**GIVEN TEXT**
──────

Example 8 (Population growth and decay processes)

One of the simplest possible IVP is given by

(6)#\[ y'(t) = \lambda y(t), \quad y(t_0)=y_0. \]

For \(\lambda > 0\) this equation can present a simple model for the growth of some population, e.g., cells, humans, animals, with unlimited resources (food, space etc.). The constant \(\lambda\) then corresponds to the growth rate of the population.

Negative \(\lambda < 0\) typically appear in decaying processes, e.g., the decay of a radioactive isotopes, where \(\lambda\) is then simply called the decay rate.

The analytical solution to ode:eq:exponential is

(7)#\[ y(t) = y_0 e^{\lambda(t-t_0)} \]

and will serve us at several occasions as reference solution to assess the accuracy of the numerical methods to be introduced.

Example 9 (Time-dependent coefficients)

──────

**EXERCISE 1**
In the text on population growth and decay, what is the constant λ called when it is negative?
**EXERCISE 2**
Carry on the text on population growth and decay from the point where it stops.
The data here isn't needed for the tasks.

[Collected data]
──────

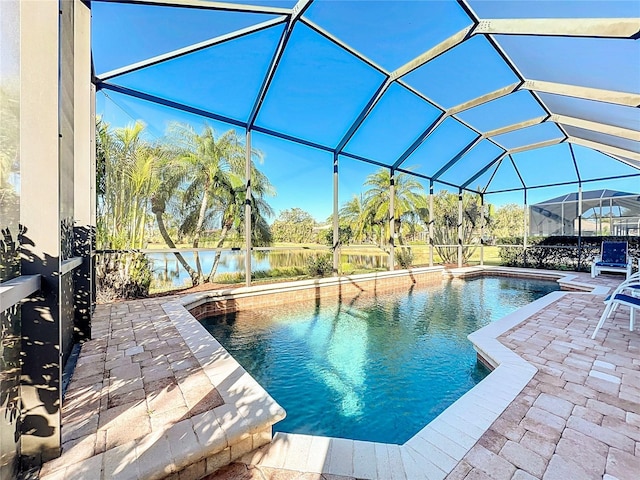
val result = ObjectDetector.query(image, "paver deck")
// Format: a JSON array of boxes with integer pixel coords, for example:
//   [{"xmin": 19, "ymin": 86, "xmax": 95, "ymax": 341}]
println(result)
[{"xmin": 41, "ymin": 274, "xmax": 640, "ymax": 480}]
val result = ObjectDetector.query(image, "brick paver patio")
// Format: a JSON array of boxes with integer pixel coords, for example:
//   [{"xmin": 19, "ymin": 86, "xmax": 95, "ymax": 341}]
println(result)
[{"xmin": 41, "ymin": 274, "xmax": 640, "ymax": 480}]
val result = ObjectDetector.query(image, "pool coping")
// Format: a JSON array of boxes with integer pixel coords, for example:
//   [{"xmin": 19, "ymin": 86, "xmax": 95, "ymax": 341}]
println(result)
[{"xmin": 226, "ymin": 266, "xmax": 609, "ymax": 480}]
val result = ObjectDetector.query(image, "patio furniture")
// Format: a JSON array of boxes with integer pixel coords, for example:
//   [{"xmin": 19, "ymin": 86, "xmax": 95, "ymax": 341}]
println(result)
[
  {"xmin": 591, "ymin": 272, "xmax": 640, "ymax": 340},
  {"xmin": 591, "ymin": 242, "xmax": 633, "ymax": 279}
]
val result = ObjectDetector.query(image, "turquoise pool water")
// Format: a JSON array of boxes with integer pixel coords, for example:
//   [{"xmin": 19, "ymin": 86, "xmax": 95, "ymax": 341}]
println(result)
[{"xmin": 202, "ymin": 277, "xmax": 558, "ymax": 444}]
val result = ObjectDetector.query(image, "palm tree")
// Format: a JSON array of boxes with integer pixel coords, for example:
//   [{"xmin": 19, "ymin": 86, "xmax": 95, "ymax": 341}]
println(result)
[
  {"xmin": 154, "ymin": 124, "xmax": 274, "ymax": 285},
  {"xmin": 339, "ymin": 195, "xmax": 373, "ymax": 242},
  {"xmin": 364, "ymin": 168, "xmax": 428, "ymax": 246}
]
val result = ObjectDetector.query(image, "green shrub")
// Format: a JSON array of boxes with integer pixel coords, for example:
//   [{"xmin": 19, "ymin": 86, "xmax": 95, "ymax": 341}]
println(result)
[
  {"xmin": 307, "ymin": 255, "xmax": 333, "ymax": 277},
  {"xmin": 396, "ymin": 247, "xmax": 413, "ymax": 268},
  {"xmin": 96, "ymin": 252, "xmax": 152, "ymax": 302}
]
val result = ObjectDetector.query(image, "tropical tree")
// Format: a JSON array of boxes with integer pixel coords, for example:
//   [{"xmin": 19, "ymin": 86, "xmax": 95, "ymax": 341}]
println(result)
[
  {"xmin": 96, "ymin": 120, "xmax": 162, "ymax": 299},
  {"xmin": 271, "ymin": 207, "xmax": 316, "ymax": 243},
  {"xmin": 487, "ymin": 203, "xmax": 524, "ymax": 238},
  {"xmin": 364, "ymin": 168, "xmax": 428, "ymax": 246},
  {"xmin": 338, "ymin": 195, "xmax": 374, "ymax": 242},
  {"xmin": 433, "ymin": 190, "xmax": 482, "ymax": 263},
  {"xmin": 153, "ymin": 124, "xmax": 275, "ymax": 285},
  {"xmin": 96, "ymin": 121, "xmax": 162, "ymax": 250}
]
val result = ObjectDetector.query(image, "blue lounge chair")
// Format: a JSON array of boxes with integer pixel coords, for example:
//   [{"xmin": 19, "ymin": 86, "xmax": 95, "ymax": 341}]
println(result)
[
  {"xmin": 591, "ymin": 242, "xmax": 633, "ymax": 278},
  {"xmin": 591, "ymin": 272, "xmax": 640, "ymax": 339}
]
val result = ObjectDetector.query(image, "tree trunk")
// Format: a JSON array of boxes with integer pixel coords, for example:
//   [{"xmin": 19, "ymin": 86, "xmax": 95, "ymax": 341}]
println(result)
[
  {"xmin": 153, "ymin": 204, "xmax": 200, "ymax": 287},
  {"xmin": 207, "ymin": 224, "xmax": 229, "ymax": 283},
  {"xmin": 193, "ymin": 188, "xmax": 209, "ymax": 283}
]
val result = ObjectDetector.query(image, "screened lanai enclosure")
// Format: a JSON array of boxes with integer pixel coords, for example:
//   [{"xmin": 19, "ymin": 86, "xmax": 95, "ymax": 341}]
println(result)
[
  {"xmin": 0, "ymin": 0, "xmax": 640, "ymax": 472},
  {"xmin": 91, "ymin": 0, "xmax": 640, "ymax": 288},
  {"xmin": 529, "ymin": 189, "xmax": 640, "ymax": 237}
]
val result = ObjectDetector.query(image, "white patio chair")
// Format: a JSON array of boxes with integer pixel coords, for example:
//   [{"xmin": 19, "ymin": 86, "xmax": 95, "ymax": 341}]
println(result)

──────

**RESPONSE BOX 1**
It is called the decay rate.

**RESPONSE BOX 2**
Given the ODE

\[ y'(t) = -2ty(t), \quad y(0) = y_0. \]

for some given initial value \(y_0\). The general solution of the ODE is

\[ y(t) = C e^{-t^2}, \]

where \(C\) is a constant. To determine the constant \(C\), we use the initial condition \(y(0) = y_0\) yielding the solution

\[ y(t) = y_0 e^{-t^2}. \]

Systems of ODEs#

A system of \(m\) ODEs are given by

\[\begin{align*} y_1' &= f_1(t,y_1,y_2,\dotsc,y_m), & y_1(t_0) &= y_{1,0} \\ y_2' &= f_2(t,y_1,y_2,\dotsc,y_m), & y_2(t_0) &= y_{2,0} \\ & \vdots & &\vdots \\ y_m' &= f_m(t,y_1,y_2,\dotsc,y_m), & y_m(t_0) &= y_{m,0} \\ \end{align*}\]

and can be written more compactly as

\[ \mathbf{y}'(t) = \mathbf{f}(t, \mathbf{y}(t)), \qquad \mathbf{y}(t_0) = \mathbf{y}_0 \]

where we use boldface to denote vectors in \(\mathbb{R}^m\),

\[\begin{split} \mathbf{y}(t) = \left( \begin{array}{c} y_1(t) \\ y_2(t) \\ \vdots \\ y_m(t) \end{array} \right), \qquad \mathbf{f}(t,\mathbf{y}) = \left( \begin{array}{c} f_1(t,y_1,y_2,\dotsc,y_m), \\ f_2(t,y_1,y_2,\dotsc,y_m), \\ \vdots \\ f_m(t,y_1,y_2,\dotsc,y_m), \end{array} \right), \qquad \mathbf{y}_0 = \left( \begin{array}{c} y_{1,0} \\ y_{2,0} \\ \vdots \\ y_{m,0} \end{array} \right). \end{split}\]

Example 10 (Lotka-Volterra equation)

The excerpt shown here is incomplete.